- Jouw opdracht -
Neem de tekst over blaaskanker opnieuw op van "Als kanker vermoed" tot "kan worden gevormd.", en noem "cystoscopie" daarin voortaan "blaasspiegeling".

- Te lezen tekst -
____
Blaaskanker

 
Het urinestelsel bestaat uit twee nieren, twee urineleiders, de blaas, en de urinebuis. De nieren voeren afvalproducten uit het bloed af in de vorm van urine. De urine loopt via de urineleiders naar de blaas en wordt van daar uit afgescheiden via de urinebuis.
 
De blaas is een zakvormig orgaan dat kan uitrekken en inkrimpen om urine op te vangen en te lozen. Net als de andere organen van het urinestelsel is de blaas vatbaar voor kanker, de onbeheerste groei van abnormale cellen. De wand van de blaas bestaat uit meerdere lagen weefsel. Het type blaaskanker is afhankelijk van de soorten cellen en weefsellagen die zijn aangetast. 
 
Er bestaan drie soorten blaaskanker:
•Urotheelcelcarcinoom: Dit type kanker begint in de urotheelcellen. Deze cellen vormen de binnenste laag van de blaas. Ze stellen de blaas in staat om uit te rekken en in te krimpen. Dit is de meest voorkomende vorm van blaaskanker.
•Plaveiselcelkanker: Dit type kanker is een traag groeiende kanker van de dunne, platte cellen waarmee het oppervlak van de blaas bekleed is. 
•Adenocarcinoom: Kanker die ontstaat in de klierepitheelcellen van de blaas. 
 
Blaaskanker kan gepaard gaan met de volgende symptomen:
•Bloed in de urine
•Veelvuldig urineren of regelmatig aandrang voelen zonder dat er geürineerd kan worden. 
•Pijn tijdens het urineren
 
Mannen zijn vatbaarder voor blaaskanker dan vrouwen. Blaaskanker komt vaker voor bij mensen met een blanke huidskleur dan bij gekleurde mensen. Tot de risicofactoren voor blaaskanker behoren:
•Roken
•Langdurige blootstelling aan industriële kankerverwekkende chemicaliën, zoals die welke gebruikt worden bij de productie van rubber, textiel, verf en geverfde stoffen
•Een eetpatroon met veel vet en gebakken eten 
•Een geschiedenis van chronische blaasinfecties 
•Langdurig gebruik van urinekatheters
•Ouder zijn dan 60
 
Als kanker vermoed wordt, kan de diagnose onder meer worden gesteld door middel van cystoscopie, een kijkoperatie waarbij een buis met een lens via de urinebuis in de blaas wordt geschoven. Andere diagnostische technieken zijn urinekweek en cytologie, waarbij urine in het laboratorium wordt onderzocht op bacteriën en kankercellen
 
Ook wordt biopsie toegepast, de verwijdering van blaascellen voor onderzoek onder een microscoop, en beeldonderzoek zoals MRI, CT-scan en IVU (intraveneuze urografie) waarmee een gedetailleerd beeld van het urinestelsel kan worden gevormd. 
 
De behandeling en de prognose hangen af van het stadium en de ernst van de kanker en de locatie van de tumor. Tot de behandelingsmogelijkheden voor blaaskanker behoren chirurgie, chemotherapie, bestraling en biologische therapie.
____
- Getoond materiaal -
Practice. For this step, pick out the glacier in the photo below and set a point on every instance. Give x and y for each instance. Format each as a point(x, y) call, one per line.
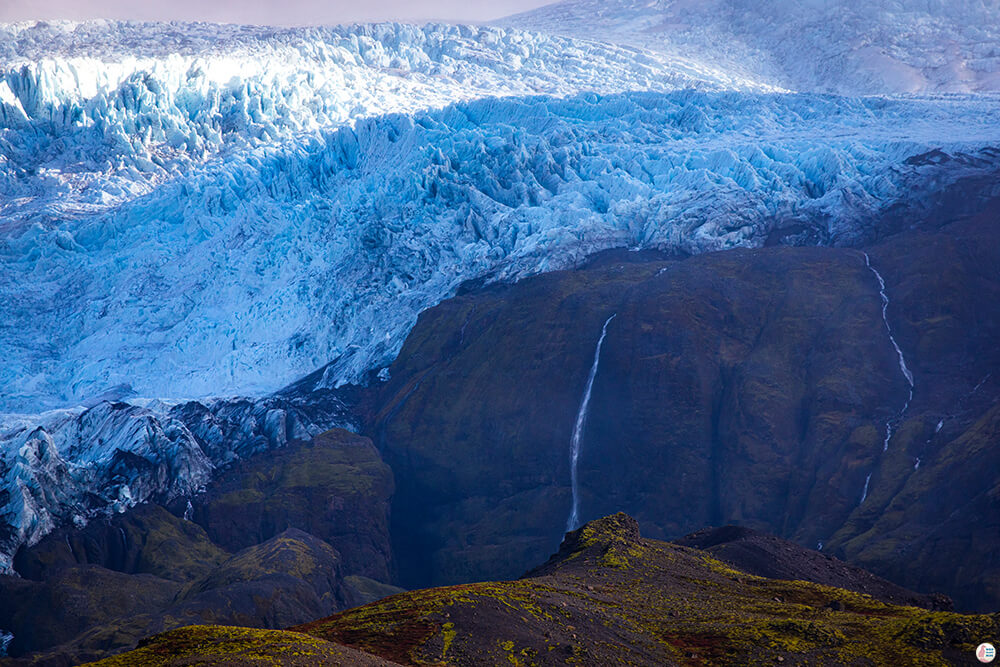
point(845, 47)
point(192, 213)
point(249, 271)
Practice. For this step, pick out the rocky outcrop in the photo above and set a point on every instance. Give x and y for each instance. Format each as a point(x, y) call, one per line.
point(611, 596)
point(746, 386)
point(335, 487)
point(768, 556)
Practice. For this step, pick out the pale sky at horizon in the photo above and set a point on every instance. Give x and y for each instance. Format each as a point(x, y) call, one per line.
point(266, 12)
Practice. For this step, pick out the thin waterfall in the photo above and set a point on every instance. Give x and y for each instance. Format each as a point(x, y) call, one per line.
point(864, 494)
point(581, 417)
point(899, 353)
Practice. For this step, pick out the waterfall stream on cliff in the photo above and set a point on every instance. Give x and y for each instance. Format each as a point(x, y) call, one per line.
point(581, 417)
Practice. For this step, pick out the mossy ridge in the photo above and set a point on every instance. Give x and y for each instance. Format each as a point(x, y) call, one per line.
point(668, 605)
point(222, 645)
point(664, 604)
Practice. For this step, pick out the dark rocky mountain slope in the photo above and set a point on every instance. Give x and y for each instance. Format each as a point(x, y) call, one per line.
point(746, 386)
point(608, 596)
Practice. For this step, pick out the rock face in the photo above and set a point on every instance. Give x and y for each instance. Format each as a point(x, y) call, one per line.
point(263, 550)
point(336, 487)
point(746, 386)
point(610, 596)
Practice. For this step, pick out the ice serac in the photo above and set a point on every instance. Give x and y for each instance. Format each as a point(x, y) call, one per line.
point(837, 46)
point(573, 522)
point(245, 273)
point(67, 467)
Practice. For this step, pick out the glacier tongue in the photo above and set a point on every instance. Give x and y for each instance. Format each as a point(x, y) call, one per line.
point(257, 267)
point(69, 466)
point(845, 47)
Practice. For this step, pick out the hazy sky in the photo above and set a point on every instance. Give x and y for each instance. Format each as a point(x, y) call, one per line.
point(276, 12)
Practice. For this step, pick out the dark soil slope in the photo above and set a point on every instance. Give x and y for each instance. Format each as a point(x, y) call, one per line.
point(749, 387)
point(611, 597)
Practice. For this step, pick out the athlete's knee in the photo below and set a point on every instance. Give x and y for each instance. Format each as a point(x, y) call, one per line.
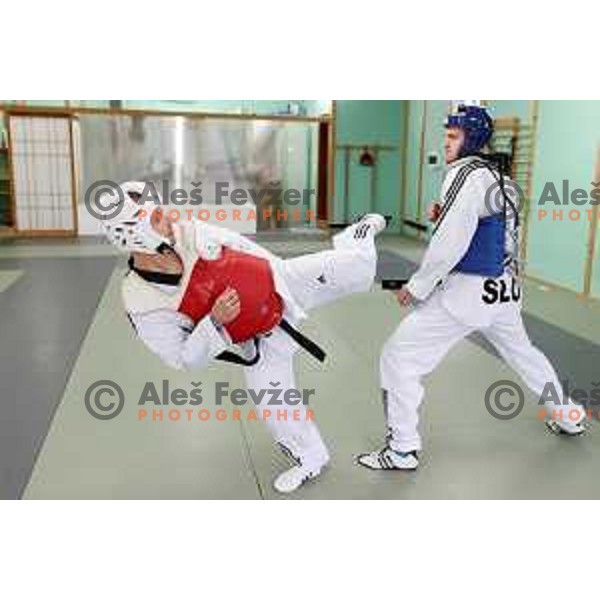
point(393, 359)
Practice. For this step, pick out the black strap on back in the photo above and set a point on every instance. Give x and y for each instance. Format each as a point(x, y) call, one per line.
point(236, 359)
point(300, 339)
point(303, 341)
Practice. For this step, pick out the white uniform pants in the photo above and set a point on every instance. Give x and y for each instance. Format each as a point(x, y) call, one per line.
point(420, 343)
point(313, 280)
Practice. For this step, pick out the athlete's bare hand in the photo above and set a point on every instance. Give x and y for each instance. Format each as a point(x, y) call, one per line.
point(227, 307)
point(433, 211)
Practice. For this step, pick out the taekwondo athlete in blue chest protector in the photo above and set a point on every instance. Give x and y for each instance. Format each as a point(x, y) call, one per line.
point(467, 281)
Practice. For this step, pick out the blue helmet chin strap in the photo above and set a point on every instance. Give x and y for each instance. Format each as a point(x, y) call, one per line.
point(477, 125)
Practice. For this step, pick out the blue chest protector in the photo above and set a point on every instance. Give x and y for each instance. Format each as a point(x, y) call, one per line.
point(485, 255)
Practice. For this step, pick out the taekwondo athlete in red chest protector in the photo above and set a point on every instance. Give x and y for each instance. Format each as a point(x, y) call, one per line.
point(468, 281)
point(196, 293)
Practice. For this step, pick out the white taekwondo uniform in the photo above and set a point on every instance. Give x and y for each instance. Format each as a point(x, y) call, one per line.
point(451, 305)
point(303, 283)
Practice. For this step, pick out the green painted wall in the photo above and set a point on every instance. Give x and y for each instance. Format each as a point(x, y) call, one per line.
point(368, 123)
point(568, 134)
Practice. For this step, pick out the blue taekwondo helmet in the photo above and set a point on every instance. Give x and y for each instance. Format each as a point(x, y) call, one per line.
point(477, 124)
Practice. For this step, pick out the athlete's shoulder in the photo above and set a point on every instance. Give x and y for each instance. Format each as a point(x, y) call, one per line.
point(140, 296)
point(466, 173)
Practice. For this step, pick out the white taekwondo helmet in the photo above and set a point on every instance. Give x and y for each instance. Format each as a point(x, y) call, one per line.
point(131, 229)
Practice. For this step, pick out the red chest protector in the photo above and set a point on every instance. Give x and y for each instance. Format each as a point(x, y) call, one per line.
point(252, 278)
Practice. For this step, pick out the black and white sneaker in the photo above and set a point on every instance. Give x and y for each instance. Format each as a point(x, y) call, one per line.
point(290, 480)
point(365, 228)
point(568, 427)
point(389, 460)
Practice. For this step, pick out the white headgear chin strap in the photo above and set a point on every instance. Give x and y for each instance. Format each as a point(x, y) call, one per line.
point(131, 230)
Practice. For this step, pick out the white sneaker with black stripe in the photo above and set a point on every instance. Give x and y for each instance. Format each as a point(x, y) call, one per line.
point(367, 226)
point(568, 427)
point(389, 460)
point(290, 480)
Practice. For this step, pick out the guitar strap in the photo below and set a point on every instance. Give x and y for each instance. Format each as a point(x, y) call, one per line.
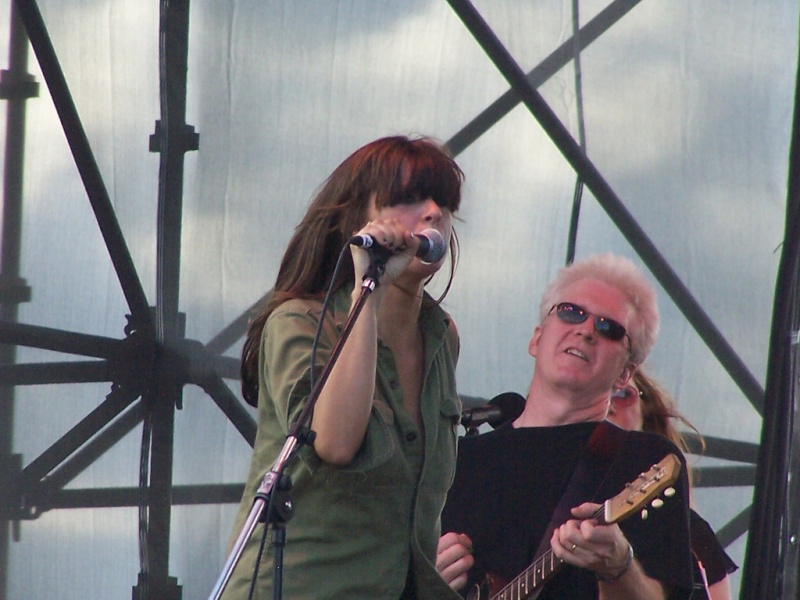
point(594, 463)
____
- Antwoord hieronder -
Als kanker vermoed wordt, kan de diagnose onder meer worden gesteld door middel van blaasspiegeling, een kijkoperatie waarbij een buis met een lens via de urinebuis in de blaas wordt geschoven. Andere diagnostische technieken zijn urinekweek en cytologie, waarbij urine in het laboratorium wordt onderzocht op bacteriën en kankercellen
 
Ook wordt biopsie toegepast, de verwijdering van blaascellen voor onderzoek onder een microscoop, en beeldonderzoek zoals MRI, CT-scan en IVU (intraveneuze urografie) waarmee een gedetailleerd beeld van het urinestelsel kan worden gevormd.